[Text passage — start]
Emily Adams Bode Aujla, the designer of the men’s wear line Bode, is part of the Shaker Museum’s “Maker’s Circle.” The group of artists and designers, Katie Stout and the brothers Simon and Nikolai Haas among them, comes together to discuss the Shakers’ influence and history in videos filmed for the museum’s YouTube channel, and at events including the Design Miami fair.

“Their commitment to craft was unparalleled,” Ms. Bode Aujla, 32, said. Though her quilt-patch separates have a handmade aesthetic quality that recalls Shaker clothes of the past, it is the philosophy behind them that is more directly drawn from Shakerism. To cut down on waste, she primarily makes clothes with deadstock — unused fabric — and archival textiles, much like the Shakers, who would repurpose fabric from worn out garments to create doll clothes or mops.

“We created a new way of making a business and investing in particular things, like handwork and craft, and being able to keep up with making one-of-a-kind garments,” Ms. Bode Aujla said. “They’re kind of an icon for that.”

The Shaker spirit has been channeled by other fashion designers, including Tory Burch, whose spring 2021 collection was based on the Shaker maxim “beauty rests on utility” and presented in a show at Hancock Shaker Village, a former community turned museum in Pittsfield, Mass.

Last year, Hancock Shaker Village was the location of another show, “Heaven Bound,” which featured the work of Thomas Barger, a sculptor in Bushwick. Mr. Barger said the Shakers had a “holistic ethos — men and women were treated equally — and that relates to today.” He added that a growing interest in Shaker craft was clear, citing a reason that has inspired many people to freshen up the homes where they have spent a lot of time during the pandemic: “People just want to live with nice things.”

For his exhibition, which explored themes of religion and farming, Mr. Barger, 30, subverted the austerity of Shaker furniture by using elements of it to playful effect, turning chairs upside down, exaggerating their height and mashing up Shaker baskets with plywood and polyurethane to create sculpture.
[Text passage — finish]
[Extracted records — start]
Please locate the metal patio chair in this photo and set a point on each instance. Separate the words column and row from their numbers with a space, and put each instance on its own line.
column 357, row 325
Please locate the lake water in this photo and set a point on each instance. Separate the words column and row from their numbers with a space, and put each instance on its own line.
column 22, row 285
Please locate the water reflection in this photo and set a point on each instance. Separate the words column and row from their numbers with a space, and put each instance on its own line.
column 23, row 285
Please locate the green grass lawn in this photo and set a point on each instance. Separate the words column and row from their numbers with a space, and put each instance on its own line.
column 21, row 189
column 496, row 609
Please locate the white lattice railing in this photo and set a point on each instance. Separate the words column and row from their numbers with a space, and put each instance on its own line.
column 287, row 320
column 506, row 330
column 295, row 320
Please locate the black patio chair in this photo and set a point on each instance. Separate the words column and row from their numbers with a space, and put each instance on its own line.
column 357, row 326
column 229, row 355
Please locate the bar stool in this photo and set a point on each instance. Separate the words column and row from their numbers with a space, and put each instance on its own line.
[Extracted records — finish]
_Exercise 1_: In the passage on Shaker influence in design, what did the Shakers make from the fabric of worn-out garments?
_Exercise 2_: Reproduce the passage on Shaker influence in design from "Emily Adams Bode" up to and including "clothes or mops.".
_Exercise 3_: Take the passage on Shaker influence in design further, starting after its last sentence.

_Result 1_: Doll clothes or mops.

_Result 2_:
Emily Adams Bode Aujla, the designer of the men’s wear line Bode, is part of the Shaker Museum’s “Maker’s Circle.” The group of artists and designers, Katie Stout and the brothers Simon and Nikolai Haas among them, comes together to discuss the Shakers’ influence and history in videos filmed for the museum’s YouTube channel, and at events including the Design Miami fair.

“Their commitment to craft was unparalleled,” Ms. Bode Aujla, 32, said. Though her quilt-patch separates have a handmade aesthetic quality that recalls Shaker clothes of the past, it is the philosophy behind them that is more directly drawn from Shakerism. To cut down on waste, she primarily makes clothes with deadstock — unused fabric — and archival textiles, much like the Shakers, who would repurpose fabric from worn out garments to create doll clothes or mops.

_Result 3_:
Others have made less dramatic reinterpretations. At his studio in Windham, N.Y., Brian Persico, a furniture designer, crafts ladder-back chairs and settees that are heavily influenced by the Shaker tradition. Less rigid than the originals that inspire them, his pieces have a slight roundness that makes them more at home in the 21st century, while still drawing on the straightforward allure of Shaker design.

“It’s so uncomplicated,” Mr. Persico, 35, said of the style. “And it speaks to a much simpler life, which everybody strives for but is completely unattainable.”

At the Sabbathday Lake Shaker community in Maine, which comprises a row of white and brick buildings couched on the crest of a gently rising hill, such a life is very real, though anything but simple. Its elder resident’s age and immobility leave most of the labor required to keep Shakerism alive in 2022 to Brother Arnold, who joined the Shakers in 1978 at 21 and is now the faith’s undisputed historian, theologian and spiritual ambassador.

His responsibilities include the upkeep of the village’s five-story, 19th-century dwelling house and 19,000-tree apple orchard; tending to its herd of Scottish Highland cattle and ever-growing flock of sheep; and managing an online and wholesale herb business.

Though residents have historically hired help from the outside, the pandemic has limited their ability to employ as much staff as in the past. “I will be very happy when I don’t have to do all of that stuff,” he said. “But for right now, that’s what I have to do. God gives me the strength to do it.”

Even though its fate rests largely on him, Brother Arnold is unfazed by speculation about the survival of his faith. “If we’re doing the will of God, vocations will be set. I’ve seen that bear out,” he said, adding that there is a person who is very likely to join Sabbathday Lake soon.

He has always seen the wider fascination with Shakerism’s material history as a way for the world to better understand Shakers. But too narrow a fascination with the goods obscures the Shaker message of a life lived in the service of God.

“A chair’s a chair: It’s just there to sit on,” he said.